» **EXERCISE AIM**
Line by line, set down the following material again exactly.

» **INPUT**
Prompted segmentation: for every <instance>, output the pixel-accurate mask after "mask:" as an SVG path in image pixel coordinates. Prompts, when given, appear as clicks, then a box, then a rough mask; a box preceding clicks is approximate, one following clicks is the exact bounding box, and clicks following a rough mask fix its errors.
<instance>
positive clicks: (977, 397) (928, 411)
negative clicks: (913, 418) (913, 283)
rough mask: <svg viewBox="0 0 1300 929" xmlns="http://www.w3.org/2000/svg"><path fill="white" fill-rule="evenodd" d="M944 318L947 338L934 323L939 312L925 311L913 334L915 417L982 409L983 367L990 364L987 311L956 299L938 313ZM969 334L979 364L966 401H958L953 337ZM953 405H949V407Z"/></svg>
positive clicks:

» **SOLUTION**
Prompted segmentation: for every <instance>, output the pixel-accurate mask after "mask:" as an SVG path in image pixel coordinates. Prompts, when given, appear as clicks, then a box, then a rough mask; a box preceding clicks is approximate, one following clicks is the exact bounding box, and clicks following a rough mask fix its errors.
<instance>
positive clicks: (977, 397) (928, 411)
negative clicks: (913, 418) (913, 283)
rough mask: <svg viewBox="0 0 1300 929" xmlns="http://www.w3.org/2000/svg"><path fill="white" fill-rule="evenodd" d="M944 318L947 338L934 323L939 312L925 311L913 334L915 417L982 409L983 367L990 364L987 311L956 299L938 313ZM969 334L979 364L966 401H958L953 337ZM953 405H949V407Z"/></svg>
positive clicks:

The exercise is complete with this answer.